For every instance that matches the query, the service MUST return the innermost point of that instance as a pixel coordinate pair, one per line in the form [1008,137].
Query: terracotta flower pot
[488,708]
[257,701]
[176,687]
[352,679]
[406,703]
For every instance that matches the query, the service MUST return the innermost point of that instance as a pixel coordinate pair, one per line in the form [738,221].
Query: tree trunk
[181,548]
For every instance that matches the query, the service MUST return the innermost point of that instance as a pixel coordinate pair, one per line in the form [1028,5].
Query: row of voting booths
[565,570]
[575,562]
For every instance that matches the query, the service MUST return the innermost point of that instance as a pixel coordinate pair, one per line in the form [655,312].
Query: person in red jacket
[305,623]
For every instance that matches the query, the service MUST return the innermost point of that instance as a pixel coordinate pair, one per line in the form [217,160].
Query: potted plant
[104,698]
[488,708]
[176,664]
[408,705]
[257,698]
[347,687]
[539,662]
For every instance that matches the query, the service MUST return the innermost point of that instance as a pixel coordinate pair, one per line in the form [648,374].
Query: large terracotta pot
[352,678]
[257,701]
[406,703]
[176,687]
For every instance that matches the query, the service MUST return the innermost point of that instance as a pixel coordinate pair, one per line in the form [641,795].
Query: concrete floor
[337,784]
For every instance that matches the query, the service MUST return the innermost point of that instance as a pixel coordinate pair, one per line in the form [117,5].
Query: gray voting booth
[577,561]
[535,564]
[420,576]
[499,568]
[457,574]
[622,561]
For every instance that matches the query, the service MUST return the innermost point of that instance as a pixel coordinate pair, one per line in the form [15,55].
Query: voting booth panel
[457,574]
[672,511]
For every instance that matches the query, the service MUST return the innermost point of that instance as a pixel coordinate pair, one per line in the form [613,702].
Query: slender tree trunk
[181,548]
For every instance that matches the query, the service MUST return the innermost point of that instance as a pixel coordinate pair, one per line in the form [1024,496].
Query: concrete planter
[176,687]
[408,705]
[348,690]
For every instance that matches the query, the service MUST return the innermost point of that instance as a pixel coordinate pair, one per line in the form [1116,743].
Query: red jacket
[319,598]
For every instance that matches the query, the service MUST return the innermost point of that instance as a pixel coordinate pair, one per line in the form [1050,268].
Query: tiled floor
——
Instructions to follow - Can you reproduce, word for word, the part of the records that opens with the line containing "the form [1024,496]." and runs through the end of the records?

In response -
For every instance that matches the query, the service MUST return the innermost point of that instance as a pixel coordinate pair, one per line in the form [1024,496].
Query: concrete planter
[176,687]
[408,705]
[348,690]
For every instance that matches the query, the service MUST return the innermost point of that instance as a pixel coordinate pair, one per line in the form [1116,743].
Query: red jacket
[319,598]
For every instance that matches the query, the service MUST return the innermost point of that instance as a pixel coordinate pair, one per line in the form [1050,268].
Query: tiled floor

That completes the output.